PROBLEM DESCRIPTION: The listing below is to be output in its exact form.
[Start RECORDS SHOWN]
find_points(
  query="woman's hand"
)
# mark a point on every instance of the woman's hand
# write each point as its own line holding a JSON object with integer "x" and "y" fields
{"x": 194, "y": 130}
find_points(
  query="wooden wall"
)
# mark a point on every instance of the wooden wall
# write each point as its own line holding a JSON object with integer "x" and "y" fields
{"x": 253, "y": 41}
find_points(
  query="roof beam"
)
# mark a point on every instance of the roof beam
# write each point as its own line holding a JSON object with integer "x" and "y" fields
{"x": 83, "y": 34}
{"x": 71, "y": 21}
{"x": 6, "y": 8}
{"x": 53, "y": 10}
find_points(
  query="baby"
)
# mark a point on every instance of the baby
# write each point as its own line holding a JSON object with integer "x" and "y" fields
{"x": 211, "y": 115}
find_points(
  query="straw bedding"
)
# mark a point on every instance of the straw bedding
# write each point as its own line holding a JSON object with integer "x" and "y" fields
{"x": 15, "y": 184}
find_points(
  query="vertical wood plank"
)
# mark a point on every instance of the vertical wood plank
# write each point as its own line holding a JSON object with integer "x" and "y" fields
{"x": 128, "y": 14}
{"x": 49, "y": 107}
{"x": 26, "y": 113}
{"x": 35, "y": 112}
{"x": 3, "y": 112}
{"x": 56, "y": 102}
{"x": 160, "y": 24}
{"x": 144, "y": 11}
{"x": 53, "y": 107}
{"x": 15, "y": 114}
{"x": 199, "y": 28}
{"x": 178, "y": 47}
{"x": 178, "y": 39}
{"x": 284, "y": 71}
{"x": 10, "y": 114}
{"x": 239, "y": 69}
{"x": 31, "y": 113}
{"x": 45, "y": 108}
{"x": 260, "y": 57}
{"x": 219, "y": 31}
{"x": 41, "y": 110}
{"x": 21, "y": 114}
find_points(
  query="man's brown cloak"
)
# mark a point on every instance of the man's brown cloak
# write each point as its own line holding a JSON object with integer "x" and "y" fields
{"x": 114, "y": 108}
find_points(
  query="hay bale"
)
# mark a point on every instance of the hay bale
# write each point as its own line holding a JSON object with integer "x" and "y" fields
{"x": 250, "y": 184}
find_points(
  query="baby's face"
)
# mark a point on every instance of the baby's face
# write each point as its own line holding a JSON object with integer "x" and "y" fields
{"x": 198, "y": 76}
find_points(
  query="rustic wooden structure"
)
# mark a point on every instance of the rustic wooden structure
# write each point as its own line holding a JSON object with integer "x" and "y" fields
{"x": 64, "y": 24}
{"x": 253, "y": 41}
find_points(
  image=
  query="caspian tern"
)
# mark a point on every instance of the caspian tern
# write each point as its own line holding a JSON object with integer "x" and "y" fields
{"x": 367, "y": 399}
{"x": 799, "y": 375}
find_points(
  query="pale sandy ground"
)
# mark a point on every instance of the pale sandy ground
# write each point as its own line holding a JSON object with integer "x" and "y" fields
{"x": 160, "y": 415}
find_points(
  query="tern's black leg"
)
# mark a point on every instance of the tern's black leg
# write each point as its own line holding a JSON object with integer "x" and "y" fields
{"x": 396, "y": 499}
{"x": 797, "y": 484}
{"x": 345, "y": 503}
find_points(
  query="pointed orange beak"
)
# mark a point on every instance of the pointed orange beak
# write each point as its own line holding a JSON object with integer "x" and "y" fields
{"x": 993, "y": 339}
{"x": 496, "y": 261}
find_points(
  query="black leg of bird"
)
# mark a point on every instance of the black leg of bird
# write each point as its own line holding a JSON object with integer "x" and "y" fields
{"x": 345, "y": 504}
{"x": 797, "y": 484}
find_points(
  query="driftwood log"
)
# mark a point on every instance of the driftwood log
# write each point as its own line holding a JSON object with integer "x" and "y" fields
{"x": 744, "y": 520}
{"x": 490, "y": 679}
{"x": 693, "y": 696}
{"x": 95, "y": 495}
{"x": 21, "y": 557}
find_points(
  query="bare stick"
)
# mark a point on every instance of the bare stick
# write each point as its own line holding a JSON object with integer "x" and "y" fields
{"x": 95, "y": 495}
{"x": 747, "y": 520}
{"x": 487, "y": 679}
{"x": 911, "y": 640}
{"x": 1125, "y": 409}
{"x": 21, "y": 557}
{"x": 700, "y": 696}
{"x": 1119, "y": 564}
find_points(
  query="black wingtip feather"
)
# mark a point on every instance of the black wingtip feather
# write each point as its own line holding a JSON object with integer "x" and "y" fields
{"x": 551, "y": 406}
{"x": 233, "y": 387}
[End RECORDS SHOWN]
TASK SOLUTION:
find_points(
  query="woman's hand"
)
# mark a point on every instance of the woman's hand
# write each point as its own line holding a JSON object with integer "x" and "y" fields
{"x": 194, "y": 130}
find_points(
  query="wooden wall"
)
# mark a point on every instance of the wooden wall
# write each point as its own line holding a JSON object with integer "x" and "y" fields
{"x": 253, "y": 41}
find_points(
  query="roof beam"
)
# mark a point on every instance of the roof beam
# write each point as its own line holding a JSON object with integer "x" and "y" fields
{"x": 83, "y": 34}
{"x": 71, "y": 21}
{"x": 6, "y": 8}
{"x": 53, "y": 10}
find_points(
  query="baby"
)
# mark a point on every instance of the baby
# write each point as its own line holding a JSON object with integer "x" and "y" fields
{"x": 211, "y": 115}
find_points(
  query="straw bedding"
)
# mark a point on every instance of the straw bedding
# write each point as its own line holding a JSON object with integer "x" and "y" fields
{"x": 15, "y": 184}
find_points(
  query="vertical wood plank"
)
# mark a point on every instance of the vertical wood plank
# write each point as its own line holding a JSON object with integer "x" and "y" fields
{"x": 128, "y": 14}
{"x": 49, "y": 107}
{"x": 26, "y": 113}
{"x": 35, "y": 112}
{"x": 3, "y": 112}
{"x": 56, "y": 102}
{"x": 160, "y": 24}
{"x": 144, "y": 11}
{"x": 53, "y": 107}
{"x": 15, "y": 114}
{"x": 199, "y": 28}
{"x": 178, "y": 47}
{"x": 178, "y": 39}
{"x": 284, "y": 71}
{"x": 10, "y": 114}
{"x": 239, "y": 69}
{"x": 31, "y": 113}
{"x": 45, "y": 108}
{"x": 260, "y": 57}
{"x": 219, "y": 31}
{"x": 41, "y": 110}
{"x": 21, "y": 114}
find_points(
  query="man's brown cloak"
)
# mark a point on every instance of the man's brown cloak
# write each point as its own line holding a JSON object with integer "x" and "y" fields
{"x": 114, "y": 108}
find_points(
  query="hay bale"
)
# mark a point on every instance of the hay bale
# write each point as its own line holding a JSON object with integer "x" and "y" fields
{"x": 250, "y": 184}
find_points(
  query="baby's face"
)
# mark a point on every instance of the baby's face
# write each point as its own line holding a JSON object with integer "x" and "y" fields
{"x": 198, "y": 76}
find_points(
  query="rustic wooden structure"
)
# mark a point on every instance of the rustic wooden structure
# write each point as its own line holding a JSON object with integer "x" and "y" fields
{"x": 64, "y": 24}
{"x": 253, "y": 41}
find_points(
  image=
  query="caspian tern"
)
# mark a point on every instance of the caspian tern
# write each point as its own line holding a JSON object with integer "x" and "y" fields
{"x": 367, "y": 399}
{"x": 799, "y": 375}
find_points(
  query="pale sandy ground"
)
# mark a point on every instance of the pale sandy ground
# write each point as its own line holding a JSON object with integer "x" and "y" fields
{"x": 160, "y": 415}
find_points(
  query="tern's black leg"
)
# mark a point on every instance of the tern's black leg
# write each point as its own line holding a JSON object with integer "x" and "y" fields
{"x": 396, "y": 499}
{"x": 797, "y": 484}
{"x": 345, "y": 503}
find_points(
  query="pointed orange beak"
)
# mark a point on every instance of the pointed orange beak
# write each point as its own line holding a JSON object with integer "x" and "y" fields
{"x": 993, "y": 339}
{"x": 496, "y": 261}
find_points(
  query="black leg of bird"
)
# mark a point on every instance of the black leg of bird
# write each point as its own line holding a JSON object with integer "x" and "y" fields
{"x": 345, "y": 504}
{"x": 797, "y": 484}
find_points(
  query="driftwood log"
)
# mark a point on every instance of the driftwood log
# write each point as its own line holding a JSON object with integer "x" and "y" fields
{"x": 744, "y": 520}
{"x": 490, "y": 679}
{"x": 693, "y": 696}
{"x": 95, "y": 495}
{"x": 21, "y": 557}
find_points(
  query="bare stick"
)
# mark a point on every instance of the bare stick
# write each point as its own line holding a JSON object with integer "x" and "y" fields
{"x": 95, "y": 495}
{"x": 747, "y": 520}
{"x": 487, "y": 679}
{"x": 911, "y": 640}
{"x": 1125, "y": 409}
{"x": 21, "y": 557}
{"x": 700, "y": 696}
{"x": 1119, "y": 564}
find_points(
  query="black wingtip feather"
)
# mark a point on every instance of the black wingtip feather
# write each point as its own line holding a JSON object with integer "x" and "y" fields
{"x": 551, "y": 406}
{"x": 233, "y": 387}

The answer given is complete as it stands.